Copy the entries below word for word, beginning at the line that has "Would you please tell me where the overcast" and stopping after the line that has "[87,189,96,201]".

◆ Stored data
/---

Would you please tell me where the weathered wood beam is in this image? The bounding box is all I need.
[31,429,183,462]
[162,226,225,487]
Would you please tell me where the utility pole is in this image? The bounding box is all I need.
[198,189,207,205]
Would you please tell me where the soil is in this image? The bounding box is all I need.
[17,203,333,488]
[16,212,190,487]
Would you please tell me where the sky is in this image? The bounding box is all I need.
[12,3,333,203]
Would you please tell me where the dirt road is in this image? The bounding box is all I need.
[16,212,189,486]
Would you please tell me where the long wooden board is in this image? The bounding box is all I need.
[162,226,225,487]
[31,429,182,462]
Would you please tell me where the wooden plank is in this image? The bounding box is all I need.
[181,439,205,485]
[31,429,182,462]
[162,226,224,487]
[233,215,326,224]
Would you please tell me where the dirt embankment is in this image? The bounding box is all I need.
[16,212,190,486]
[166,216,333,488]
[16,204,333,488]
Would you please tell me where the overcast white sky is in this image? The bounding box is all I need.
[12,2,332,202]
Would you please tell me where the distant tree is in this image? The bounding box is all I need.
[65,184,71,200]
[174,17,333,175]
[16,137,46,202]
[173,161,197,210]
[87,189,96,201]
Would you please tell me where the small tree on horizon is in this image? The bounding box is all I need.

\---
/---

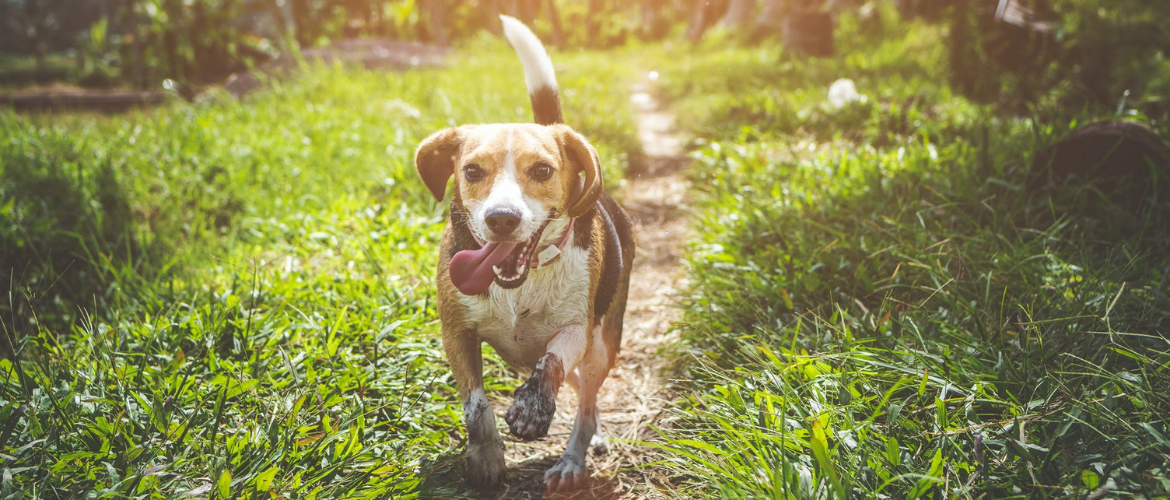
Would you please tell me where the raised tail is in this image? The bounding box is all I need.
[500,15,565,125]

\---

◆ Exercise response
Would you please tell me where the overcast white sky is in this image? The bounding box is all I need.
[12,2,332,202]
Would you please tell me where the distant tree is in this image? The bounding box is all I need.
[65,184,71,200]
[174,17,333,175]
[16,137,46,202]
[173,161,197,210]
[87,189,96,201]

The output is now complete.